## Collected data entries:
============

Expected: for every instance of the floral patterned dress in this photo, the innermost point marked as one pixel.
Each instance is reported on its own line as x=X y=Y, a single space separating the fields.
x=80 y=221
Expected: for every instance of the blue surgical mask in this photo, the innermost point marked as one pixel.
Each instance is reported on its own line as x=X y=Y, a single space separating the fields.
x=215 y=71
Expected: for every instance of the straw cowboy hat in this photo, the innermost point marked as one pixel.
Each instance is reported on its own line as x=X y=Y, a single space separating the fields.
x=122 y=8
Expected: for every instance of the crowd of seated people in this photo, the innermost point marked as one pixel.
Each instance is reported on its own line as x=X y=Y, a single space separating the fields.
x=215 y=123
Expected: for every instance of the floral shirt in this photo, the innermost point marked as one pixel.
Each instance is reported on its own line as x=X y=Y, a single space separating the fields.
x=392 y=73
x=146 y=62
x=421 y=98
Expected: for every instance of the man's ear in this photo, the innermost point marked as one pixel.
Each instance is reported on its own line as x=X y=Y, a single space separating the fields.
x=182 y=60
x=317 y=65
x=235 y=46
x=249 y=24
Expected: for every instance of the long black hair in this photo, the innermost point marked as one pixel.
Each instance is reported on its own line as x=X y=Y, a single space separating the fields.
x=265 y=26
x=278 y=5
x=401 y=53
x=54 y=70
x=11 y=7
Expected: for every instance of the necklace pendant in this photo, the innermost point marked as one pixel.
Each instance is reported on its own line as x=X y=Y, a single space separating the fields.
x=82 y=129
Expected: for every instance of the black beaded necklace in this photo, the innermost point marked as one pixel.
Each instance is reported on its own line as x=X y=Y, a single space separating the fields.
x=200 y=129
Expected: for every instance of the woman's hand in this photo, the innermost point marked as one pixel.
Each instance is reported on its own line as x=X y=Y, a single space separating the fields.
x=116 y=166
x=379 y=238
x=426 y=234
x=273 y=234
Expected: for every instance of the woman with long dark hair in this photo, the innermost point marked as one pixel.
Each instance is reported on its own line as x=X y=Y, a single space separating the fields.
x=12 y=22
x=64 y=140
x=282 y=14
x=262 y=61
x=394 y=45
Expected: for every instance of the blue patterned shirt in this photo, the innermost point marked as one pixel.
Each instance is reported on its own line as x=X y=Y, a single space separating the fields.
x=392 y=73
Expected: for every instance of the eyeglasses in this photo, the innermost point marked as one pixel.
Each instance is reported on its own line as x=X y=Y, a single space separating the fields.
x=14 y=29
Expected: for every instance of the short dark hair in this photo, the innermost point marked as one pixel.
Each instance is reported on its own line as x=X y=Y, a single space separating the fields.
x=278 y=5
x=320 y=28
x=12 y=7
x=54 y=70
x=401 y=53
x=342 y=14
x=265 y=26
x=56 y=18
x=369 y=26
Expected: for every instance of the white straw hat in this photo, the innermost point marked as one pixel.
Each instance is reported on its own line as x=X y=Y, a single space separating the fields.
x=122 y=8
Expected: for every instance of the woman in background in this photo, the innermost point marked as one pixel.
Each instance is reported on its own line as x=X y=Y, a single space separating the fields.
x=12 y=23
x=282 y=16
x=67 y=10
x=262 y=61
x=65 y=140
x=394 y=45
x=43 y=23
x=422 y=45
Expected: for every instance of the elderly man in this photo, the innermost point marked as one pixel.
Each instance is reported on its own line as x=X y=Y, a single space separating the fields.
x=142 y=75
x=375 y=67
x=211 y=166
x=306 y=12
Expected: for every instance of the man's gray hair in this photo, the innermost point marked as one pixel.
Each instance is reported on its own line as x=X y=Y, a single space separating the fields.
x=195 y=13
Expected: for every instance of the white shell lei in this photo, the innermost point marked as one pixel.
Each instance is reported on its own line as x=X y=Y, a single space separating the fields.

============

## Activity:
Word for word, every record must be given again.

## Final answer:
Expected: for every instance of the floral patterned dress in this photo, the innermost point marked as one pixel.
Each instance is reported on its own line as x=X y=Y, a single space separating the fields.
x=80 y=221
Expected: for every instance of the blue surgical mask in this photo, the innermost point marked as one pixel.
Each instance is reported on its own line as x=X y=Y, a single space separating the fields.
x=215 y=71
Expected: for every instance of the straw cowboy hat in this photo, the innermost point marked as one pixel.
Each instance is reported on its own line as x=X y=Y, a single space separating the fields.
x=122 y=8
Expected: for every instance of the crowd of seated people in this photo, the innermost point marked as one pixel.
Each instance is reported on its own line as x=X y=Y, a single space separating the fields.
x=215 y=123
Expected: for every instance of the floral shirt in this photo, the innermost point marked as one pixel.
Each instance is reported on its own line as x=X y=Y, a single space separating the fields.
x=392 y=73
x=146 y=62
x=421 y=98
Expected: for every instance of the man's ear in this photo, the innermost point marked as one pixel.
Each instance is reported on its own line as x=X y=Y, a single space separating the fields.
x=182 y=60
x=317 y=65
x=235 y=46
x=249 y=24
Expected: for every instance of the long black hair in this photo, the innermost point marked as one pixel.
Each instance is reported on its own line as x=X y=Y, a single space separating the fields.
x=265 y=26
x=278 y=5
x=401 y=53
x=54 y=70
x=11 y=7
Expected: for every instance of the necklace pendant in this photo, the innermost point marked as one pixel.
Each instance is reported on its own line as x=X y=Y, a single space separating the fields.
x=82 y=129
Expected: for every instance of the black beaded necklace in this photo, the innermost point marked as one pixel.
Each instance is reported on its own line as x=X y=Y, a single space separating the fields.
x=200 y=129
Expected: for every instance of the woman's hand in this photo, the innermost point marked as one pixel.
Each instance is reported on its own line as x=X y=Y, a single space separating the fields.
x=116 y=166
x=379 y=238
x=426 y=234
x=273 y=234
Expected: for every instance of the woman with long dark hair in this photo, the innermost point marked as one pixel.
Each instance is reported on its own line as x=X y=Y, a single space separating the fields.
x=12 y=22
x=64 y=140
x=282 y=14
x=262 y=61
x=394 y=45
Expected: for every instance of the blue patterned shirt in this photo, the innermost point marked as one pixel.
Each instance is reported on its own line as x=X y=Y, a single space separating the fields.
x=392 y=73
Expected: for every instance of the eyeglasses in this photo, the innermost point marked as one pixel.
Each instance is reported on its own line as x=X y=Y, a single space separating the fields.
x=14 y=29
Expected: for every instance of the short dark hair in this photo, the innermost point marked as one pixel.
Each instance is reported on its own line as x=X y=Y, a single space separating the fields.
x=278 y=5
x=320 y=28
x=12 y=7
x=54 y=70
x=401 y=53
x=342 y=14
x=265 y=26
x=56 y=18
x=369 y=26
Expected: for every instance of the white straw hat in this photo, the innermost point marked as one pixel.
Each instance is reported on its own line as x=X y=Y, a single space separating the fields.
x=122 y=8
Expected: for every instance of the woman in background in this photo, the innermost point marked as one pixel.
Each instance is reported on its own line as x=X y=Y, a single space separating the fields.
x=12 y=23
x=282 y=16
x=67 y=10
x=262 y=61
x=65 y=140
x=394 y=45
x=43 y=23
x=422 y=45
Expected: for every instance of the elderly man in this photo, the innermost point marked as one pixel.
Each instance is reported on its own line as x=X y=Y, a single space separating the fields.
x=142 y=75
x=375 y=67
x=211 y=166
x=306 y=12
Expected: for every instance of the man's gray hair in this photo, the innermost point marked as one pixel.
Each instance is reported on its own line as x=X y=Y, a single space separating the fields.
x=195 y=13
Expected: for every instance of the white shell lei in this photo, the innermost point marked as one pixel.
Each instance is reported on its own line as x=X y=Y, a single space separating the fields.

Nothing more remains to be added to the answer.